::: GIVEN TEXT

Hands up anyone old enough to remember when 256 QAM was first proposed for domestic broadband who thought 'that'll never work over *****y aluminium twisted pairs?

I remember the proposal for QAM.

Do you remember ATM? I learned the whole thing, used it for working in a DSLAM. DSL used ATM as its transport layer.

Anyhow, my house set up got better.

Sometime around '98, my cable company got into the act, so I signed up as soon as they came to my neighborhood.

Just for safety, I kept the ISDN and added an NAS router ( with Windows 95WG ) behind the modems. This allowed me to select which path to the WAN, except that being Windows, it required a reboot (so if one went down, it would take five minutes to reboot and reconnect). But at least the machines in my home LAN didn't have to worry, all they had to do was connect to the local gateway (192.186.0.240).

Doing this forever foresook any hope of support with Tier 1 personnel since they had no clue what I had at home. Eventually I got direct lines to the Tier 2 support for both ISDN ( already had them ) and cable modems.

::::::
::: DATA EXCERPTS

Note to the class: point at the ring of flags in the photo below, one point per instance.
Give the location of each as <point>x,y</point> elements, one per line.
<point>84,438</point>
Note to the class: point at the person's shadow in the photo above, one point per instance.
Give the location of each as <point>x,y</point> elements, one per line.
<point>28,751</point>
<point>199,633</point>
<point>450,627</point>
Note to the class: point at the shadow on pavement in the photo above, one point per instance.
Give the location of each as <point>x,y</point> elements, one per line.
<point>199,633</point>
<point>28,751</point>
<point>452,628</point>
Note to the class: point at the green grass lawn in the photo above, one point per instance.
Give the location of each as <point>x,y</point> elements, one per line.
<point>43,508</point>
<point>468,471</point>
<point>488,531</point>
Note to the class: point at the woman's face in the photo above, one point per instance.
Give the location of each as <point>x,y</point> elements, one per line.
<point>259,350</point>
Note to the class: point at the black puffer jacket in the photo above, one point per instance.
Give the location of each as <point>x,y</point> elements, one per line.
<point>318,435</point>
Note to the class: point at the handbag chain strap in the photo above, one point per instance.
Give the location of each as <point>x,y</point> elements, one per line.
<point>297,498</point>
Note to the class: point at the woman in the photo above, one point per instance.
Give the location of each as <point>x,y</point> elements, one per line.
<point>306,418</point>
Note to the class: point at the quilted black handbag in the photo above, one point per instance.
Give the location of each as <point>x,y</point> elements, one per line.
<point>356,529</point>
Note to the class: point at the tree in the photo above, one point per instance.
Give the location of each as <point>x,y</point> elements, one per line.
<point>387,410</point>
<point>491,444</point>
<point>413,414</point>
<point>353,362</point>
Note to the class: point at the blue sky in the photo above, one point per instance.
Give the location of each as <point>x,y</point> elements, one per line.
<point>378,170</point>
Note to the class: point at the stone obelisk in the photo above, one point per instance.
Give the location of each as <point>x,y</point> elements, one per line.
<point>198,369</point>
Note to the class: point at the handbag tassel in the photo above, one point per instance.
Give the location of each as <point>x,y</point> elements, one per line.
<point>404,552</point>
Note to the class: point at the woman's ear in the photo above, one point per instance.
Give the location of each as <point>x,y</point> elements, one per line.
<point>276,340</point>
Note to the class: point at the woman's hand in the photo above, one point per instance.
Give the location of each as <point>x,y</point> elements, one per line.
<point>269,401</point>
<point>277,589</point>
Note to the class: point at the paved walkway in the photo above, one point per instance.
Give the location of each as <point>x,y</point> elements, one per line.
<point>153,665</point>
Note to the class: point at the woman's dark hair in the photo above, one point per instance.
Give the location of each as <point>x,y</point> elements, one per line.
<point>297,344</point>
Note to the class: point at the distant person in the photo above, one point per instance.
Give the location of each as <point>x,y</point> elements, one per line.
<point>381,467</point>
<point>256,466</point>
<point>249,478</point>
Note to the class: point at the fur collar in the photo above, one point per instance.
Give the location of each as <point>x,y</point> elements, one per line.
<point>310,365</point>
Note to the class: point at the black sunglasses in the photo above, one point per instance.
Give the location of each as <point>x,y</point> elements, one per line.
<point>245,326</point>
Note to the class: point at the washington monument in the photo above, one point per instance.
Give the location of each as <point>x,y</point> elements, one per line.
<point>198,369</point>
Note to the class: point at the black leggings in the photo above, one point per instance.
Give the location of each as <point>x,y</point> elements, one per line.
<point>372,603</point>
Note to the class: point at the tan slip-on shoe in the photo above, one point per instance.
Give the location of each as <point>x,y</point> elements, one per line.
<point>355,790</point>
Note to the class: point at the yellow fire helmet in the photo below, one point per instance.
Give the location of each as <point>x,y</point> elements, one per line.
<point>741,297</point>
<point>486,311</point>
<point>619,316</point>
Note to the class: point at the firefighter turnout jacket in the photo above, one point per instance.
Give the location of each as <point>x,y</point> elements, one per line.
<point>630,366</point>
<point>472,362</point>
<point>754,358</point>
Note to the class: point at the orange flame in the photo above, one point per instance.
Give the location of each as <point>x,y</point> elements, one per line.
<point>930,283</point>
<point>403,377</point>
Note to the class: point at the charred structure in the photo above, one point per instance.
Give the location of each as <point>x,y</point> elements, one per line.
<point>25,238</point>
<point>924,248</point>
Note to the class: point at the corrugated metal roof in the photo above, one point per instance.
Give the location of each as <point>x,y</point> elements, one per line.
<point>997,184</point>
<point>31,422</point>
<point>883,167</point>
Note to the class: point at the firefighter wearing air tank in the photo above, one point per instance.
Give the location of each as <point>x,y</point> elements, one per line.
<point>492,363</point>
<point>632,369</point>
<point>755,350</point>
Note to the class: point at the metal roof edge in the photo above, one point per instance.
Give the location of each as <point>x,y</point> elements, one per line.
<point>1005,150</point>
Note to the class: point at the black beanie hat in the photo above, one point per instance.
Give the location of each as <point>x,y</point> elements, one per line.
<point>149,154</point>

::::::

• OBJECTIVE 1
According to the home networking post, what did DSL use as its transport layer?
• OBJECTIVE 2
Please rewrite the home networking post from "Anyhow, my house" up to and including "local gateway (192.186.0.240).", putting "town" in place of "neighborhood".
The rows aren't needed for anything here.

• EXERCISE ANSWER 1
ATM

• EXERCISE ANSWER 2
Anyhow, my house set up got better.

Sometime around '98, my cable company got into the act, so I signed up as soon as they came to my town.

Just for safety, I kept the ISDN and added an NAS router ( with Windows 95WG ) behind the modems. This allowed me to select which path to the WAN, except that being Windows, it required a reboot (so if one went down, it would take five minutes to reboot and reconnect). But at least the machines in my home LAN didn't have to worry, all they had to do was connect to the local gateway (192.186.0.240).